■ Text:
****

The velocity of the jet for this study was kept constant at 17m/s. The solid loading in the study was 3.5%NaCl used just to represent a saline fluid and appreciating that in wastewater systems there are a range of fluids used with various ionic strengths. The solid loadings used were 200, 500 and 1,000mg/l and fluid temperature of 20 and 50°C, covering a range of typical solid particles present in municipal wastewater as presented in Table 1. The sand used for all tests was HST Congleton silica, with approximately 60% of particle size concentrated in the range 250-350µm. For all tests the angle of impingement was 90°. The surface area of the samples exposed to the jet was 3.8cm2. The degree to which the HVOF WC-Co-Cr coating offers an enhanced performance compared to the uncoated base stainless steels is evaluated in Table 2 by defining the improvement percentage (IP). In this respect it is important to point out the low improvement provided by the coating at 200mg/l-500°C over UNS S32760.
This indicates that at a low-solid loading the high corrosion resistance and recovery efficiency of the super duplex stainless steel is predominant, appearing as an advantage over the coating. At all sand loadings and temperature the HVOF performs better than both stainless steel and this means surface engineering has the potential to improve the pump lifetime and offer cost-savings in terms of reduced maintenance. To determine whether the initial investment in supply of HVOF-coated parts is justified or not, it is necessary to conduct a full-life cycle-cost analysis, which is beyond the scope of this article. For design and application purposes the higher performance of HVOF over stainless steel is mainly due to hardness values, although the materials fall in different groups (stainless steels and cermets).

****

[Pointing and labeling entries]
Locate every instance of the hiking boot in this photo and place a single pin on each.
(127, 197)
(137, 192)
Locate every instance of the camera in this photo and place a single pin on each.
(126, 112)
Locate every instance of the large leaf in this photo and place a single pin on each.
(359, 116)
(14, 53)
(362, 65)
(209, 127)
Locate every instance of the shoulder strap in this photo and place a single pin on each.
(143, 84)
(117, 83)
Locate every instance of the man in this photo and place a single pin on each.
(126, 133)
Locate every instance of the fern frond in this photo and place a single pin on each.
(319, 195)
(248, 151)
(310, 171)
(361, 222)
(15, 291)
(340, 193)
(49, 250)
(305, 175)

****

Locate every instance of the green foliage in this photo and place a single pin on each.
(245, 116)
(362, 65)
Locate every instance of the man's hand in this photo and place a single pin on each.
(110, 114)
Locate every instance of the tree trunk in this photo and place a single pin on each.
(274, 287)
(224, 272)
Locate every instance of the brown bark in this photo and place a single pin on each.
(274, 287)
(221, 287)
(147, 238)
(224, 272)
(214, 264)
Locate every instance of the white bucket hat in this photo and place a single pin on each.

****

■ What is expected:
Extend the passage comparing the HVOF WC-Co-Cr coating with stainless steels under jet impingement, picking up after its final sentence.

■ In response:
Figure 6 shows the relationship of volume loss and hardness for HVOF WC-Co-Cr, UNS S31603 and UNS S32760. In this graph the high hardness of WC-Co-Cr HVOF gives the lowest volume loss values but the comparable hardnesses for stainless steels show wide variation in erosion corrosion resistance. Hardness, as reported elsewhere12-15 can only give a very broad indication of how a material will resist erosion or erosion-corrosion and other parameters are equally as important (such as resistance to electrochemical corrosion).
This is in agreement with Wentzel et al.16-17, who also reported a loose correlation between erosion corrosion resistance and wear. Although thermal spray coatings present the lowest volume loss, the stainless steels have proved to highly promote a high rate of film recovery in erosion corrosion environments - and this is an important feature in terms of material degradation reduction. The mechanisms of degradation of thermal spray coatings differ to stainless steel due to the fact the passive film formation is different and has less self-healing capability compared to stainless steel. HVOF coatings therefore offer improvements in surface durability in conditions where severe wear and corrosion occur.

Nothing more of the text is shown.